What to produce —
This exercise calls for an exact transcription. Set down every record below.

Given records —
_ _ _ _ _ _ _

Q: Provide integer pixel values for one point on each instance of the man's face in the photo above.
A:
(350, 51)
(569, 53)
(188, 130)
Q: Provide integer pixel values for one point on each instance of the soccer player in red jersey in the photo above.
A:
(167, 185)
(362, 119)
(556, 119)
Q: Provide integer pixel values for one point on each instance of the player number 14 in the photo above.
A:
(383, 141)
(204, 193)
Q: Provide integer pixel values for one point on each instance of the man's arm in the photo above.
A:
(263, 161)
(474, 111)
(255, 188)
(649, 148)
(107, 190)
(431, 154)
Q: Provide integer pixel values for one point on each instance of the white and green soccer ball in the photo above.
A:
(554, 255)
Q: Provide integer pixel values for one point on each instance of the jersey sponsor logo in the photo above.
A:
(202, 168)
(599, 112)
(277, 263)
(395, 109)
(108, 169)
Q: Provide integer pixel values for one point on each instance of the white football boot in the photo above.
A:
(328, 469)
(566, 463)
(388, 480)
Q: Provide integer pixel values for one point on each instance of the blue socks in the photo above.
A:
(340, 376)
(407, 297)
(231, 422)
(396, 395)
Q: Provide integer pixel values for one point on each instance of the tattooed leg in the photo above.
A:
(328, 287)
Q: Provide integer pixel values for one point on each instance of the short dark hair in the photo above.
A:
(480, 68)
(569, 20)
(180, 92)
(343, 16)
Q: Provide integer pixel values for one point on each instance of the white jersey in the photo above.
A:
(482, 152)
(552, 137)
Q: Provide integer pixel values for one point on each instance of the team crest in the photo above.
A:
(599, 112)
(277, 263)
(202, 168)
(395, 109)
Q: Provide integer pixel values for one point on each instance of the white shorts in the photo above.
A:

_ _ _ _ _ _ _

Answer to the exercise —
Q: Provide integer pixel values for one point on each instance of the man's face in the photo above.
A:
(350, 51)
(569, 53)
(188, 130)
Q: Provide integer pixel values for one point on each instance of the soccer player in red jersey in the photo above.
A:
(167, 185)
(362, 119)
(556, 119)
Q: Provide integer pixel values for one point on each instance of the player number 14 in the photo above.
A:
(383, 141)
(204, 193)
Q: Provide integer pixel values for one point on each instance of the man's arm in the photo above.
A:
(263, 161)
(474, 111)
(255, 188)
(649, 148)
(107, 190)
(431, 154)
Q: Provide integer pixel values for one point on each instance of the white and green soccer ball in the photo above.
A:
(554, 255)
Q: Provide integer pixel values for one point on each instance of the jersey sponsor logo in the photo above.
A:
(202, 168)
(599, 112)
(277, 263)
(395, 109)
(108, 169)
Q: Provide integer pixel values for one point on each instance of the white football boot in the photo above.
A:
(328, 469)
(566, 463)
(388, 480)
Q: Provide integer pixel values for one point on each instance of the blue socks in the photo above.
A:
(340, 376)
(407, 297)
(231, 422)
(396, 395)
Q: Provide integer pixel values for one point on each instance of the tattooed leg in the photo above.
A:
(328, 287)
Q: Provide integer pixel values for one point on each instance of the short dark hair in the photo above.
A:
(480, 68)
(569, 20)
(180, 92)
(343, 16)
Q: Provide integer pixel values for one point on each instance of the white jersey in the photo above.
A:
(482, 152)
(552, 137)
Q: Provide integer pixel values for one point on each instance of the team crest in the photo above.
A:
(599, 112)
(277, 263)
(202, 168)
(395, 109)
Q: Provide integer pixel values for one point on each instance of the white shorts in the photo above.
A:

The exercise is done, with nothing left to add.